→ **ABOUT THIS TASK**
Even if the data beneath seems repetitive, write it all out again exactly.

→ **TASK INPUT**

<<<<

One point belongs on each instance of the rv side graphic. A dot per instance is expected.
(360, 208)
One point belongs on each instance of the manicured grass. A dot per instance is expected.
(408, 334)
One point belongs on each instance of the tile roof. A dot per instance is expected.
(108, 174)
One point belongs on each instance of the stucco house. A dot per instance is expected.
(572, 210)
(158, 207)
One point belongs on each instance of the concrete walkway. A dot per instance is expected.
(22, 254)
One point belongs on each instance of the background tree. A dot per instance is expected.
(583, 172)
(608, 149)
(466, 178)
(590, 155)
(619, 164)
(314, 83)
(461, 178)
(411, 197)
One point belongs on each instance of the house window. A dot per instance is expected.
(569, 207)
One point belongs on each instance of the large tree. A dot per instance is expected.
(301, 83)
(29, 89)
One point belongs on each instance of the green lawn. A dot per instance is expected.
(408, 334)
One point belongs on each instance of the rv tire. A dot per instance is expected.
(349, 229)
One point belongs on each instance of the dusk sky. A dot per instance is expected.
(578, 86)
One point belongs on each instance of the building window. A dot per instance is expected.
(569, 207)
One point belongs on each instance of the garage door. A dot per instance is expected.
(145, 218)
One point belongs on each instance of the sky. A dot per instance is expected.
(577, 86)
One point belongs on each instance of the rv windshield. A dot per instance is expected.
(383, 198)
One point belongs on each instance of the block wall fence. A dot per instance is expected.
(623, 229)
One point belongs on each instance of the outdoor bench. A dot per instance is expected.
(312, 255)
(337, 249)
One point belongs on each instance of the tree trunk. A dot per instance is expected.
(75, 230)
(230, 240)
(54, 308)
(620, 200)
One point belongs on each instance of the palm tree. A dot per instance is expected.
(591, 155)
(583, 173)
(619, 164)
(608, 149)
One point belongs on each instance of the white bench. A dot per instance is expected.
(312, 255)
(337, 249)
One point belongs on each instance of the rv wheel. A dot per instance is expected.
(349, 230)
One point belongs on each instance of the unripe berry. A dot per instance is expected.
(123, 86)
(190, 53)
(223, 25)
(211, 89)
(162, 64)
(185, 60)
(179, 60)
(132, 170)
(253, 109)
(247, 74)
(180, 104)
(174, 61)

>>>>

→ **EXERCISE OUTPUT**
One point belongs on each instance of the rv side graphic. A dot per instance is expected.
(360, 208)
One point belongs on each instance of the manicured grass. A dot per instance is expected.
(408, 334)
One point belongs on each instance of the tile roof. A dot per instance is expected.
(108, 174)
One point belongs on each instance of the stucco house. A dot per instance is expected.
(572, 210)
(158, 207)
One point belongs on each instance of the concrete walkway. A dot per instance is expected.
(22, 254)
One point belongs on each instance of the background tree. A dot per instance is expected.
(583, 172)
(608, 149)
(466, 178)
(590, 155)
(619, 164)
(314, 83)
(461, 178)
(411, 197)
One point belongs on each instance of the house window. A dot per instance is expected.
(569, 207)
One point belongs on each instance of the large tree. A dot per instance is expected.
(301, 83)
(29, 89)
One point belongs on each instance of the green lawn. A dot per instance is expected.
(408, 334)
One point belongs on each instance of the rv tire. A dot per instance is expected.
(349, 229)
One point belongs on each instance of the dusk sky. A dot per instance is expected.
(578, 86)
One point belongs on each instance of the building window. A dot per instance is expected.
(569, 207)
One point belongs on each instance of the garage door. A dot per instance is expected.
(145, 218)
One point belongs on each instance of the sky. A dot per instance is expected.
(577, 86)
One point belongs on each instance of the rv windshield. A dot per instance is expected.
(383, 198)
One point belongs on each instance of the block wall fence. A dot per instance is expected.
(623, 229)
One point belongs on each instance of the outdoor bench. A dot per instance is expected.
(312, 255)
(337, 249)
One point belongs on each instance of the tree trunk. A dot per instance is expected.
(75, 230)
(230, 240)
(54, 308)
(620, 200)
One point belongs on each instance of the palm tree. A dot per instance is expected.
(591, 155)
(583, 173)
(619, 164)
(608, 149)
One point belongs on each instance of the white bench. A dot per instance is expected.
(312, 255)
(337, 249)
One point belongs on each instance of the rv wheel. A dot per instance is expected.
(349, 230)
One point belongs on each instance of the unripe berry. A dot per instance is expected.
(123, 86)
(190, 53)
(223, 25)
(211, 89)
(162, 64)
(185, 60)
(179, 60)
(132, 170)
(253, 109)
(247, 74)
(180, 104)
(174, 61)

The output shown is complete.